### EXERCISE REQUIREMENTS
• 1. From the passage on the Maldives, reproduce the part that opens with the words containing "Noting that India" and closes with "for India's neighbourhood.".
• 2. In the passage on the Maldives, how many cuts did Rasheed find on his son's body?
• 3. Carry on the passage on the Maldives from where it stops.

*** READING TEXT ***

Painting a grim picture of the prevailing situation in the Indian Ocean archipelago nation which is faced with growing Islamic radicalisation, the senior Rasheed said that the current government of Abdulla Yameen did not enjoy much public support.
"I think if you hold a fair election, the government of Maldives will not get even five per cent of the votes," he said.
According to him, this was evident from the recent local council elections in which representatives of the ruling dispensation fared poorly.
Noting that India was the Maldives' closest friend and neighbour and the biggest democracy in the world, he said that an unstable government in his country would not be good for India's neighbourhood.
"We want India to help us to bring the government back on the path of democracy," Rasheed said.
On Friday, at a discussion on "Threats to Free Speech and Press Freedom: Murder of Prominent Blogger in the Maldives" organised by the Observer Research Foundation think tank, Rasheed gave an account of the events surrounding his son's murder.
He said that after being informed by the police about it at his parental home in one of the southernmost islands of the Maldives early April 23 morning, he rushed to Male but the hospital authorities there did not allow him to see his son's body as he could not have tolerated it.
When the body was finally handed over after being cleaned, Rasheed found that his son sustained 34 cuts on his body, including 14 on the chest, one on the throat and three on the forehead.

*** End of READING TEXT ***
*** MATERIAL PROVIDED ***

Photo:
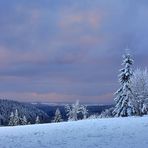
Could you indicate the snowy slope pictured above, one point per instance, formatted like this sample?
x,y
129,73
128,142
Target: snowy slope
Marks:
x,y
100,133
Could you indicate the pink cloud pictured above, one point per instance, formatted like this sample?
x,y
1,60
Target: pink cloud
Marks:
x,y
55,97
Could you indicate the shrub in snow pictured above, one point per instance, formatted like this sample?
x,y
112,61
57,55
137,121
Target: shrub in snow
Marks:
x,y
58,116
139,83
125,102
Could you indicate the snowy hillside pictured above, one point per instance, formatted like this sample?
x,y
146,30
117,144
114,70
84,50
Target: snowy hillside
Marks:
x,y
129,132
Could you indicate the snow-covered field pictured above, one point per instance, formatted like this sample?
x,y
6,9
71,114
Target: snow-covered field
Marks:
x,y
129,132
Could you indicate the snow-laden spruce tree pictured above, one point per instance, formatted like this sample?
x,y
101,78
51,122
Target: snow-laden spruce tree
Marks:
x,y
73,111
24,121
37,121
11,119
58,116
84,111
139,83
125,103
16,118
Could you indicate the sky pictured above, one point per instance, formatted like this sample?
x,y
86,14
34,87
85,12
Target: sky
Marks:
x,y
64,50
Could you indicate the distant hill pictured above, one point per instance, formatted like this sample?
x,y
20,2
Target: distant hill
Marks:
x,y
29,110
51,108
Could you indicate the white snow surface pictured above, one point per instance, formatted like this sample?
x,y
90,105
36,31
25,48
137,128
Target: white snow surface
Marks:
x,y
131,132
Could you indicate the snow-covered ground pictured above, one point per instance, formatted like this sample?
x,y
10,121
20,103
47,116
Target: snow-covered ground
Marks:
x,y
129,132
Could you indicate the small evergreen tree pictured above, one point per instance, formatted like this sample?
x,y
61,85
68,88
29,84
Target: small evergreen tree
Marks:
x,y
73,111
16,118
11,119
24,121
37,121
125,103
139,83
58,116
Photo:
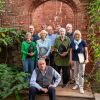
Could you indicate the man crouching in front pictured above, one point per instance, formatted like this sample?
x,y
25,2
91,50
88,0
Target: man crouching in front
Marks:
x,y
44,80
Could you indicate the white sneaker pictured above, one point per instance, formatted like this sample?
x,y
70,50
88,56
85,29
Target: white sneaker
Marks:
x,y
75,87
81,90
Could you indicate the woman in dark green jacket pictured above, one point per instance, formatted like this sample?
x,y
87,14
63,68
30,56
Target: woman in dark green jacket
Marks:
x,y
61,57
28,50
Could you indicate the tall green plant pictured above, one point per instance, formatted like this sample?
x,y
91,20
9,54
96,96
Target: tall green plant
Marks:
x,y
1,5
12,81
94,27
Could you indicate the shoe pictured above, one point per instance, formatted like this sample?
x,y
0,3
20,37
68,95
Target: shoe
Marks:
x,y
72,81
81,90
64,85
75,87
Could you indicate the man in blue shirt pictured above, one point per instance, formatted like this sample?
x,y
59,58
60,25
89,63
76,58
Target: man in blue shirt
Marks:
x,y
42,80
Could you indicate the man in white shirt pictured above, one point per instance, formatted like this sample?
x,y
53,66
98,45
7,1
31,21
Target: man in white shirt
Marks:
x,y
44,80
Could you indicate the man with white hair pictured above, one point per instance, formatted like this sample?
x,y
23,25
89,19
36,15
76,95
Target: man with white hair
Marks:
x,y
35,37
42,81
69,31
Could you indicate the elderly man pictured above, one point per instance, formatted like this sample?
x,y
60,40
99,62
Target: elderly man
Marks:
x,y
35,37
42,80
69,31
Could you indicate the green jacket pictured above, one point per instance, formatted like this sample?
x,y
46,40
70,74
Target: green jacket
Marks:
x,y
61,61
25,47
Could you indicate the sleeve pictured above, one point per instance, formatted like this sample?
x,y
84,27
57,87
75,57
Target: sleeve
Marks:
x,y
22,48
49,48
84,43
71,45
37,46
57,78
35,50
33,80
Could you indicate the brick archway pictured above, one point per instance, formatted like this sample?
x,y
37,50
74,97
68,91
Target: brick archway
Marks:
x,y
74,5
18,13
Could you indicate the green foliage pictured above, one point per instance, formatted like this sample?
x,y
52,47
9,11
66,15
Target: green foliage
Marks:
x,y
12,81
94,11
94,21
10,37
1,5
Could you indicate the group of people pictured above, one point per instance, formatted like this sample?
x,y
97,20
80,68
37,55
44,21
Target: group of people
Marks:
x,y
46,54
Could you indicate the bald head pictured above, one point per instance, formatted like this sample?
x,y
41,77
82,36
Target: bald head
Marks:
x,y
69,28
31,29
42,64
50,30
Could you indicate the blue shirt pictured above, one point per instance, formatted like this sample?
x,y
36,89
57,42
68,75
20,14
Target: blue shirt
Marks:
x,y
45,43
70,36
35,84
81,49
52,38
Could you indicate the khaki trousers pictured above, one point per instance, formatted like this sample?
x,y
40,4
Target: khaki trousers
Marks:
x,y
79,70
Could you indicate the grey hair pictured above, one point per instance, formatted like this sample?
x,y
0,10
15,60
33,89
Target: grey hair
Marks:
x,y
68,25
41,59
62,29
28,34
77,32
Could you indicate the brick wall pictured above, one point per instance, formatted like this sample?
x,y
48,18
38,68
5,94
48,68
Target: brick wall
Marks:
x,y
21,13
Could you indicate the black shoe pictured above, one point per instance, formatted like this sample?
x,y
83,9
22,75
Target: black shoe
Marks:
x,y
64,85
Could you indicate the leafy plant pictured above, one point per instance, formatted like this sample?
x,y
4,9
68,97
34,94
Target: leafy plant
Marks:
x,y
1,5
12,81
94,41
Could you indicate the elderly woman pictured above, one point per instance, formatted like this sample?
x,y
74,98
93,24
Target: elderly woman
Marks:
x,y
61,57
78,57
28,50
43,46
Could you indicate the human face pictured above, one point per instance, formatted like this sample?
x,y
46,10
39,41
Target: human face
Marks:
x,y
77,36
50,30
31,29
43,35
69,28
62,33
42,65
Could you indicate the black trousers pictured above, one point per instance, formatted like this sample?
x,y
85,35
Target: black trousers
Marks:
x,y
34,91
65,73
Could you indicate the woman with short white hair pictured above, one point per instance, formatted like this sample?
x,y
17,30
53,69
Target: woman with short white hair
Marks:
x,y
61,56
43,46
79,58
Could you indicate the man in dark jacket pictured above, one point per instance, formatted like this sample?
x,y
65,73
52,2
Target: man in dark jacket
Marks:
x,y
42,80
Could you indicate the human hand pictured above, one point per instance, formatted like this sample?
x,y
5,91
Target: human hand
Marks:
x,y
86,61
31,54
51,85
45,90
71,62
44,57
64,54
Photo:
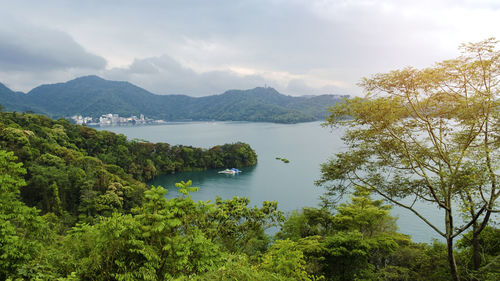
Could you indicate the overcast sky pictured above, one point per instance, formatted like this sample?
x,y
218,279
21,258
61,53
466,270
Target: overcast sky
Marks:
x,y
205,47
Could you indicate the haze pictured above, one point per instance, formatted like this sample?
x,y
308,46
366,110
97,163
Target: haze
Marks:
x,y
299,47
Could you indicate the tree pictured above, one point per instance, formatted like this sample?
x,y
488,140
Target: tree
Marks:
x,y
427,135
21,229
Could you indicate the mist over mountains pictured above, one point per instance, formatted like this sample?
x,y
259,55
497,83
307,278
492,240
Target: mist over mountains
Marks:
x,y
94,96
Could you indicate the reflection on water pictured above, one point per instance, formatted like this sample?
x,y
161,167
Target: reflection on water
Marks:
x,y
306,145
211,183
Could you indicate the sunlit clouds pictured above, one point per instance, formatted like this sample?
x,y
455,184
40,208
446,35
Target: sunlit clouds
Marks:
x,y
204,47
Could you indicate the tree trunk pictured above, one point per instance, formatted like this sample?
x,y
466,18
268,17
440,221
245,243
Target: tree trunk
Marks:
x,y
451,260
476,257
449,243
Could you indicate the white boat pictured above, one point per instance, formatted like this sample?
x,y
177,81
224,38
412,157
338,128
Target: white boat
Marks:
x,y
232,171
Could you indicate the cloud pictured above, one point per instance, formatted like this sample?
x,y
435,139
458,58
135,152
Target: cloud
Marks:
x,y
164,75
34,48
201,47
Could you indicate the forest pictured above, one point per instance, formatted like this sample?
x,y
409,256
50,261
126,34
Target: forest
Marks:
x,y
74,204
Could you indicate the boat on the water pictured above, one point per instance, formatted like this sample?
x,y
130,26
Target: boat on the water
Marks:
x,y
232,171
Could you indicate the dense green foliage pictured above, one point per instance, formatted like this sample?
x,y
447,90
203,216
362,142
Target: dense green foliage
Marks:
x,y
94,96
74,205
427,135
78,173
179,239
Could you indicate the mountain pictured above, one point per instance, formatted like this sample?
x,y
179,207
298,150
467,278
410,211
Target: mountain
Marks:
x,y
94,96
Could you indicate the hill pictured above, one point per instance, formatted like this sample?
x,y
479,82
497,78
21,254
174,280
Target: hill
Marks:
x,y
94,96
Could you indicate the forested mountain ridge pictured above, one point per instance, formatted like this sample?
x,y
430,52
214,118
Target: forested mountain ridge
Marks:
x,y
94,96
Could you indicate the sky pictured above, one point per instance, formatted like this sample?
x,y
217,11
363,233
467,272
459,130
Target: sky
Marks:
x,y
205,47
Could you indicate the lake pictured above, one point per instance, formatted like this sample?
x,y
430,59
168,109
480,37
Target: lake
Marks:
x,y
306,145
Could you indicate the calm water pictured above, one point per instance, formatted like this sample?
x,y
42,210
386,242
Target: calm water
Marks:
x,y
306,145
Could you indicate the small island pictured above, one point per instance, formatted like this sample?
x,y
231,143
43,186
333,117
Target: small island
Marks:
x,y
284,160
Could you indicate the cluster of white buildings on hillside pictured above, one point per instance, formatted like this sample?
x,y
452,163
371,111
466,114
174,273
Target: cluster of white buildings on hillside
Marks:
x,y
113,119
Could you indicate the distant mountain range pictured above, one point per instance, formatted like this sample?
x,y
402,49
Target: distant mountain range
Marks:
x,y
94,96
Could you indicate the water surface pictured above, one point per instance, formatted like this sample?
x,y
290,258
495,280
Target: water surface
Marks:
x,y
306,145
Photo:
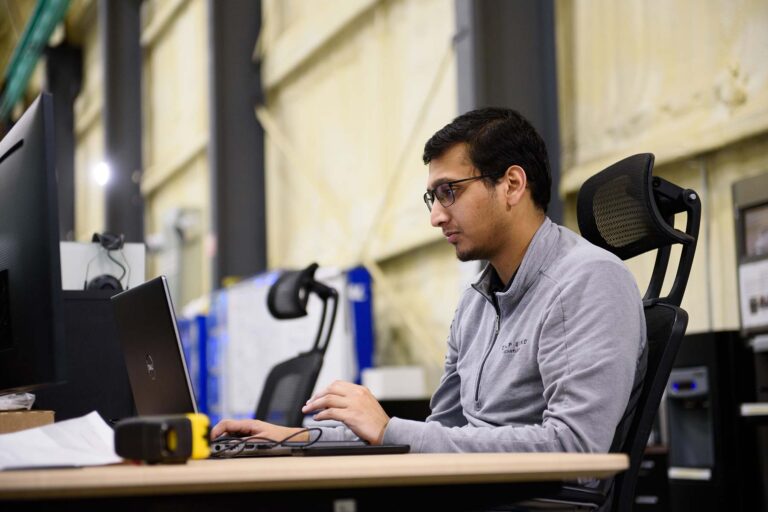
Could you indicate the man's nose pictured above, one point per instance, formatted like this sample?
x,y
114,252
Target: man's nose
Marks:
x,y
439,214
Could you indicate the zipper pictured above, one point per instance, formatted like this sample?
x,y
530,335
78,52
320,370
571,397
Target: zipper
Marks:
x,y
488,352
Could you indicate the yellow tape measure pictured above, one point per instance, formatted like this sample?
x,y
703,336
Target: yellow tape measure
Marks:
x,y
163,439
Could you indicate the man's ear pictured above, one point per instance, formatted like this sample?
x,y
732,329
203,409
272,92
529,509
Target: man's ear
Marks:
x,y
515,181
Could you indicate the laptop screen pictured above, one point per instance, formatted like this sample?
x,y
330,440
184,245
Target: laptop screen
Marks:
x,y
146,326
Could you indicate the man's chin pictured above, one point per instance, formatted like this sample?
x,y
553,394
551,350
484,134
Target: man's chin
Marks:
x,y
466,255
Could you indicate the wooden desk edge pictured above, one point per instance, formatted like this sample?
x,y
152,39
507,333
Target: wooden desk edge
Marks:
x,y
294,473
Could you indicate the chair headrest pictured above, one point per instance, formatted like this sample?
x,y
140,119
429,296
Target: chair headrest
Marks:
x,y
628,211
617,210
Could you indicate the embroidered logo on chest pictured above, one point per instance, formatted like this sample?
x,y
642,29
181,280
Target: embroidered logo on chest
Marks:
x,y
514,346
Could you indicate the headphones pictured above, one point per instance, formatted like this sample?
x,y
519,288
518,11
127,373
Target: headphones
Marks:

*** End of MATERIAL PROVIDED ***

### EXERCISE ANSWERS
• 1.
Noting that India was the Maldives' closest friend and neighbour and the biggest democracy in the world, he said that an unstable government in his country would not be good for India's neighbourhood.

• 2. He found 34 cuts, including 14 on the chest, one on the throat and three on the forehead.

• 3.
Rasheed said that his son had been getting death threats since 2011 but he was not told about it because of his heart condition.
After studying till class 12 in Kerala, Yameen Rasheed graduated in computer science from an institute in Bengaluru and was working at the Maldives Stock Exchange till the time of his death.
Speaking on the occasion, Shauna Aminath, a prominent Maldivian human rights activist, said that since 2012, there has been a severe decline in the democratic environment in her country.
"I fear the situation will soon become irreversible. We are witnessing new elements coming into play, especially Islamic radicalisation," she said, adding that President Yameen was increasingly becoming authoritarian.
"It is an ideology that is killing liberal values and democracy."
Aminath said that most opposition political leaders were in jail and there was no press freedom with two newspapers and a TV channel being shut down under the current regime.
She said over 200 young Maldivians have left to fight in Syria.
"We are in India's backyard. I hope India will not remain silent," Aminath said.